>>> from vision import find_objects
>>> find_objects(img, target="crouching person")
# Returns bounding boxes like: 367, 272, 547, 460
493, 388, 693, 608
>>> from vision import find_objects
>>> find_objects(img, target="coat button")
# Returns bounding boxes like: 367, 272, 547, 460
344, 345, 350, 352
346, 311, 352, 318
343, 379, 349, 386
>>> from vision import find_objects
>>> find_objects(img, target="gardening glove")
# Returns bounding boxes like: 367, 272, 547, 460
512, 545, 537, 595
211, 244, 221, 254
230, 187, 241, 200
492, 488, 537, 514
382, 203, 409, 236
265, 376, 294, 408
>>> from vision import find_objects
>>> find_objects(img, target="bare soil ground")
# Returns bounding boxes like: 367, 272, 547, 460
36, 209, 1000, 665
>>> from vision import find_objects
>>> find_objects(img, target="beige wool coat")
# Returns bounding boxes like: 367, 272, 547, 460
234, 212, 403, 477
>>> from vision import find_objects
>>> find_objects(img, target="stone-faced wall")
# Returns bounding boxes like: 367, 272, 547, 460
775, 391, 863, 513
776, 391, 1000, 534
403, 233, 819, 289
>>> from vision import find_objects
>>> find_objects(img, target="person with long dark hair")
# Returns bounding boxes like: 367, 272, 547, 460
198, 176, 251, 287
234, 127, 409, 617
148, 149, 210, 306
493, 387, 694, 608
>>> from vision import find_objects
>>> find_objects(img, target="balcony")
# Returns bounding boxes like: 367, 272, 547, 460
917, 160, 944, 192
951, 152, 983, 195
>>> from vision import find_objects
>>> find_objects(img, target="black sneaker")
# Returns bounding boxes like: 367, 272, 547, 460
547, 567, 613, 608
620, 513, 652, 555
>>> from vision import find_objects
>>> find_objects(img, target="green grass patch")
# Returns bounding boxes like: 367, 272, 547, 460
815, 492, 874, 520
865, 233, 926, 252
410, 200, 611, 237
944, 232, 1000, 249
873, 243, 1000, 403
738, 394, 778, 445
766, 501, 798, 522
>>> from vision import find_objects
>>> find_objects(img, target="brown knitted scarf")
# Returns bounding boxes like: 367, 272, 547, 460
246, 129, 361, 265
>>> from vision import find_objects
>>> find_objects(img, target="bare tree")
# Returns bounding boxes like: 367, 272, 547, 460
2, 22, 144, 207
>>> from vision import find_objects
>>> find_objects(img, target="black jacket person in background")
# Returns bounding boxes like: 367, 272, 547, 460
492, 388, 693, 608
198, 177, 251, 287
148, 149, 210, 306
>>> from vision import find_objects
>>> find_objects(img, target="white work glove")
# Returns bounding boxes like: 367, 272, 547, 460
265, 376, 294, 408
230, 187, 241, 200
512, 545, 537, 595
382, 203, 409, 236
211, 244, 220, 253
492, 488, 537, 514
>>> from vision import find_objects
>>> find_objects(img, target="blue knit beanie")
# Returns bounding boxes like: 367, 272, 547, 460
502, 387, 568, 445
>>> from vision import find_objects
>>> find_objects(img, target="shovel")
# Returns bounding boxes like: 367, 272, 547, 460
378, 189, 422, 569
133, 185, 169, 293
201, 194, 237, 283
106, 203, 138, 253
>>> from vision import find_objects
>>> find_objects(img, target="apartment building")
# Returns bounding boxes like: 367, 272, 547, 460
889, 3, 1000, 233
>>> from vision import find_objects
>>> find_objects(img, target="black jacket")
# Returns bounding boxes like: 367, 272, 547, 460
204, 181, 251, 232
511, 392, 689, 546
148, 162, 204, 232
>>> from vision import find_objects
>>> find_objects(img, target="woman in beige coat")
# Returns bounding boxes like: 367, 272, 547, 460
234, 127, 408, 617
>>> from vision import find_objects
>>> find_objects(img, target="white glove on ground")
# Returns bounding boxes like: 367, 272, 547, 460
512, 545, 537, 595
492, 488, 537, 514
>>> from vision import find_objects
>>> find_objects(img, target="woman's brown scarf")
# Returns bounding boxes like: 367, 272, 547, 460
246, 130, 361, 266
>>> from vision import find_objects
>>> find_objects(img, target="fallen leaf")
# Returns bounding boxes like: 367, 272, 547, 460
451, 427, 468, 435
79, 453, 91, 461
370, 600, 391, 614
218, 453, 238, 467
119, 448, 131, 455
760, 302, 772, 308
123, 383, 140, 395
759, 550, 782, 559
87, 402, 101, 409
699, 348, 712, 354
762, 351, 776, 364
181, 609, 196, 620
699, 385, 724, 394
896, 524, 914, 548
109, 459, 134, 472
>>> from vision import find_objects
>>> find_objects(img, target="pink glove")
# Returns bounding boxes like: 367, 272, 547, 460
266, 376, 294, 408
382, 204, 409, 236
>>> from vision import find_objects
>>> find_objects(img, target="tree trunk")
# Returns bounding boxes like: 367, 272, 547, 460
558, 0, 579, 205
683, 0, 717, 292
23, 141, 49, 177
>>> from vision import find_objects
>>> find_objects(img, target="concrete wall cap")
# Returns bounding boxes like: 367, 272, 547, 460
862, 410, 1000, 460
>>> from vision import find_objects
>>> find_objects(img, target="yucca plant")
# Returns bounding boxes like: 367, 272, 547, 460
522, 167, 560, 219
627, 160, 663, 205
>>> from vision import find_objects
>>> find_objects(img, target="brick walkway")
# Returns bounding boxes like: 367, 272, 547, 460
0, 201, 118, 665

▶ [PROBLEM STATEMENT]: Search each line of the data above for "beige", and copy the lines where it occurs.

▶ [TASK RESULT]:
>>> find_objects(img, target="beige wool coat")
>>> find_objects(img, target="woman in beige coat")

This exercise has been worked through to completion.